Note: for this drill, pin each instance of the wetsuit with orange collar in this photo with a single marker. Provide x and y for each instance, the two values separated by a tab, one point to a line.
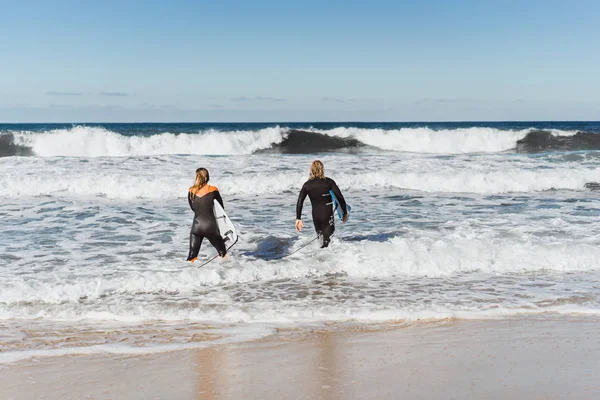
317	190
205	224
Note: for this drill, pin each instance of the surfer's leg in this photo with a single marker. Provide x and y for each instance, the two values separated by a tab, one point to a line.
324	228
326	235
218	243
195	242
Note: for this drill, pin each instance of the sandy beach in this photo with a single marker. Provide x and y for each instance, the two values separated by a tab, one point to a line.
542	357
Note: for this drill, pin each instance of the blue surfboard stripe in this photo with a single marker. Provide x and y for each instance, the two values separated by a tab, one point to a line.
336	206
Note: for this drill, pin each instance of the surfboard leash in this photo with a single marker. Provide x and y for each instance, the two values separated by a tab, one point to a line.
212	259
295	251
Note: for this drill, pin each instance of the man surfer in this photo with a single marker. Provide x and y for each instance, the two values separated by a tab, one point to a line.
317	188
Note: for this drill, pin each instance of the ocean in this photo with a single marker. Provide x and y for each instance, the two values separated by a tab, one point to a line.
449	220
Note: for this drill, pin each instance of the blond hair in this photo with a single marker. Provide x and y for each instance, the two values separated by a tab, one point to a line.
202	178
317	170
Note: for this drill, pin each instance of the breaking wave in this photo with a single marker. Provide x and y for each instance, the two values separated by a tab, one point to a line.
87	141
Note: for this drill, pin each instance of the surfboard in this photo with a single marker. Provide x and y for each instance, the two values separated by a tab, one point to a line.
226	229
337	208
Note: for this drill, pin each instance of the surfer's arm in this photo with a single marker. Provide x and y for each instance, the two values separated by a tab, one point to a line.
191	200
338	194
218	198
300	203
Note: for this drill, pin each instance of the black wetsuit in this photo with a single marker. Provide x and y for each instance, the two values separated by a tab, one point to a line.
205	224
317	190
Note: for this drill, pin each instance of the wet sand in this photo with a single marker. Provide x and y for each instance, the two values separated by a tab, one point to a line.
544	357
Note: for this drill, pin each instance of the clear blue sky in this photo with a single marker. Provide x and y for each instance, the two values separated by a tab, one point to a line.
74	61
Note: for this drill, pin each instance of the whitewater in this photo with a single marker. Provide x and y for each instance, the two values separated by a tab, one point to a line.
449	221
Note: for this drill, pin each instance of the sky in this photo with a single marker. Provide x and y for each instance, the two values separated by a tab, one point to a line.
285	61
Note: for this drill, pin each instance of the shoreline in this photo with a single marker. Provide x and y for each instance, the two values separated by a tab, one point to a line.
528	357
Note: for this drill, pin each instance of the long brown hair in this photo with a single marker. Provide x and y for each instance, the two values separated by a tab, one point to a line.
317	170
202	178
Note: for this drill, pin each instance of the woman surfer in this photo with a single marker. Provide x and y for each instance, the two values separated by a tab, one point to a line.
201	198
317	188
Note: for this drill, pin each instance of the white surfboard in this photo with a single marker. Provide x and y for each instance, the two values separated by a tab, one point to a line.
226	228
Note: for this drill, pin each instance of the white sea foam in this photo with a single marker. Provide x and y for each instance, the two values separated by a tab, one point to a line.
86	141
170	178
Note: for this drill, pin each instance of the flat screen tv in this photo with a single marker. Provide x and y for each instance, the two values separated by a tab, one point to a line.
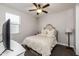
6	35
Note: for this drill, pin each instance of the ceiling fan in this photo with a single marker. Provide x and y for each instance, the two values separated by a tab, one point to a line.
39	9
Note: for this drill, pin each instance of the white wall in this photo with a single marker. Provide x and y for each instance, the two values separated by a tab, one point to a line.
61	21
28	23
77	29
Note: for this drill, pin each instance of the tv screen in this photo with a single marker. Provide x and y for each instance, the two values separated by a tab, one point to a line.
6	35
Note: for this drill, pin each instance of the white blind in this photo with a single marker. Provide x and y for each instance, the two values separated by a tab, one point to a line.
15	22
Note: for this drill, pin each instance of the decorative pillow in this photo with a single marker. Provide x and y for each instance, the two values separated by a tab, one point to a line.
48	31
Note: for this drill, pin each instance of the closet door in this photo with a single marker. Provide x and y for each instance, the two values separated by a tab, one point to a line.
77	29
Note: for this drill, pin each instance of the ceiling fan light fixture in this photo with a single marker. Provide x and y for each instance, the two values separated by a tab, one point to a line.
39	10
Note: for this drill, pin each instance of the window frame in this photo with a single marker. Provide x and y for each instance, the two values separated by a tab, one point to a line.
15	24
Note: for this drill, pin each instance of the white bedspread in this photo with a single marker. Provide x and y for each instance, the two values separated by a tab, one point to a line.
41	44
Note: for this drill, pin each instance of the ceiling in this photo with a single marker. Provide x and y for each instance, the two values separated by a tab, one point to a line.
54	7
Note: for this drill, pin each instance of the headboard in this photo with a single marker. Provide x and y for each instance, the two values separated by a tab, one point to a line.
49	26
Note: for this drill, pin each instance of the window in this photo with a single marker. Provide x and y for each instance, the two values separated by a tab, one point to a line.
15	22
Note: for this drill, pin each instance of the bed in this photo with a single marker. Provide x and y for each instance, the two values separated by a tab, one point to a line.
43	42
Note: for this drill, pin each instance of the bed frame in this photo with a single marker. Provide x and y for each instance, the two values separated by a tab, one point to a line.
31	50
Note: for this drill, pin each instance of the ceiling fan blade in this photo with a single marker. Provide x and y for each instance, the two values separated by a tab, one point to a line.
32	10
45	6
35	4
44	11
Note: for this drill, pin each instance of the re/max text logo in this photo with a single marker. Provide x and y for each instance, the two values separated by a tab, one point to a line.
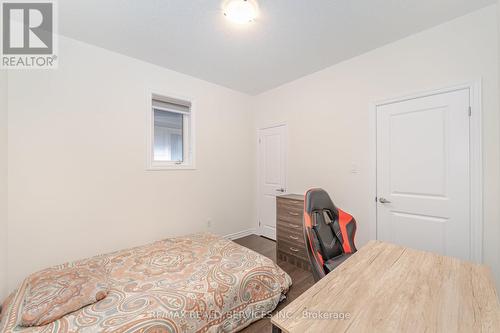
28	35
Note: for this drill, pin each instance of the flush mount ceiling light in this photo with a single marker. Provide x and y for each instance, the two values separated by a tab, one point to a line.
241	11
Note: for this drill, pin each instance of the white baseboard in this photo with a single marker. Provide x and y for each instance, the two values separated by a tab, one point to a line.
241	234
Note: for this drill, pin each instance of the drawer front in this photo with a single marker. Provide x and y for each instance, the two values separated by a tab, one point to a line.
292	248
292	225
290	211
289	234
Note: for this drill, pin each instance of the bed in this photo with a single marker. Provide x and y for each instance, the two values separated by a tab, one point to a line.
196	283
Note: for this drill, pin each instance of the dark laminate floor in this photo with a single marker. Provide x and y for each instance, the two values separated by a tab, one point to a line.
302	280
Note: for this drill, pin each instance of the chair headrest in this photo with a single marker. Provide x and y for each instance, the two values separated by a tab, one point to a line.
318	199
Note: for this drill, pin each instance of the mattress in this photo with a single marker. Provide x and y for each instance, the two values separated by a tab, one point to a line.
196	283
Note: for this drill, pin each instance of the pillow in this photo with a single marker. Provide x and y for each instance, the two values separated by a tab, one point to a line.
54	293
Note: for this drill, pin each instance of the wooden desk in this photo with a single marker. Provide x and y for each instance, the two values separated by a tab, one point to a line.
389	288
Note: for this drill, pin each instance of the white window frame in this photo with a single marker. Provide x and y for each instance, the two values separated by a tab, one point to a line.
188	136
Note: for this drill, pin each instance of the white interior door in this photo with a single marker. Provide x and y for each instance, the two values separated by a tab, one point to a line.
423	181
272	176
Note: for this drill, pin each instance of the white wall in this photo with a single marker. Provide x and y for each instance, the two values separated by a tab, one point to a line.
77	157
3	183
328	113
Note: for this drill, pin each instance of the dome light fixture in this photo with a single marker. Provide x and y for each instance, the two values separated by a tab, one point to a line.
241	11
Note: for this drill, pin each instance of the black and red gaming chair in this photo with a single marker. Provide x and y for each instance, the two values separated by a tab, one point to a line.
328	231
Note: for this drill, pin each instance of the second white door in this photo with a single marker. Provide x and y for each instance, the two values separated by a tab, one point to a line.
423	173
272	176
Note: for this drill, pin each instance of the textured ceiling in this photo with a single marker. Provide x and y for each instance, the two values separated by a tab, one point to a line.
290	39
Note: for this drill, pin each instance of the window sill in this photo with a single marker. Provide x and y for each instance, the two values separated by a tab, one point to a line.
161	167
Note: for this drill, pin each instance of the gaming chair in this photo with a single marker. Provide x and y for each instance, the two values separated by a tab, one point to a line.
328	231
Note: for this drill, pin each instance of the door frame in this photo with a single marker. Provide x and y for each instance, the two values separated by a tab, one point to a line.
475	160
259	174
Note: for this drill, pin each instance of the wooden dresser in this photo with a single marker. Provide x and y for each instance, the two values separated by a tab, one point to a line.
291	246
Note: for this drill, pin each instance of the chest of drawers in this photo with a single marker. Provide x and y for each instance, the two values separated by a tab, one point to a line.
291	246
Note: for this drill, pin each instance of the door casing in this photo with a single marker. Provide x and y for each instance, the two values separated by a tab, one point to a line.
476	161
259	172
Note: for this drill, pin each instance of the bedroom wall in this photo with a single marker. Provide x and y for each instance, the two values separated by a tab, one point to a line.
77	156
3	184
328	113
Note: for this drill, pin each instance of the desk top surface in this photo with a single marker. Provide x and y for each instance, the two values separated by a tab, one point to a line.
389	288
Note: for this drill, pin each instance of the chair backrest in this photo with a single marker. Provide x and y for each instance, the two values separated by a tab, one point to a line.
328	231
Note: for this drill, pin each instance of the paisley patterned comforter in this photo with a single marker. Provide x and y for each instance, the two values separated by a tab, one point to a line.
198	283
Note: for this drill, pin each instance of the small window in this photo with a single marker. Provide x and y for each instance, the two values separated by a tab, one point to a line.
171	139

━━━

> **Exercise directions**: Find the line containing "Note: for this drill, pin each instance of the door frame". Reproduce it exactly, along with every line after it through the last.

> **Solved problem**:
Note: for this drill, pin each instance of the door frame in this photo with a single marker. Provide x and y for each instance, the two values separated by a tab, one point to a line.
475	160
259	174
Note: for this drill, pin each instance of the wooden dresser in this photo with a single marker. Provide x and y for each instance, the two values separated by a tab, one point to a line.
291	246
Note: for this drill, pin each instance of the chest of drawers in this photo with a single marker. Provide x and y for each instance, the two values separated by a tab, one point to a line.
291	246
Note: for this drill, pin each instance of the door casing in this photo with a single marker. Provide x and y for each instance, the two values separated by a tab, one point to a line.
476	161
259	172
Note: for this drill, pin each instance of the bedroom wall in this photo with a single marker. Provide x and y for each instance, the two values separated by a tab, one point to a line.
77	156
3	184
328	113
Note: for this drill, pin each instance of the desk top surface in this photo with a single marker. Provide x and y for each instance, the two values separated by a tab, one point to a line.
389	288
Note: for this drill, pin each instance of the chair backrest in this photo with a single marker. Provide x and y for each instance, the two values separated by a tab, one point to a line.
328	231
Note: for this drill, pin each instance of the paisley patterned comforter in this photo with a single marker. Provide x and y for each instance, the two values separated by a tab, one point to a line.
198	283
Note: for this drill, pin each instance of the small window in this photo with a single marker. Provide x and y for each instance, the two values separated by a tab, one point to a line.
171	139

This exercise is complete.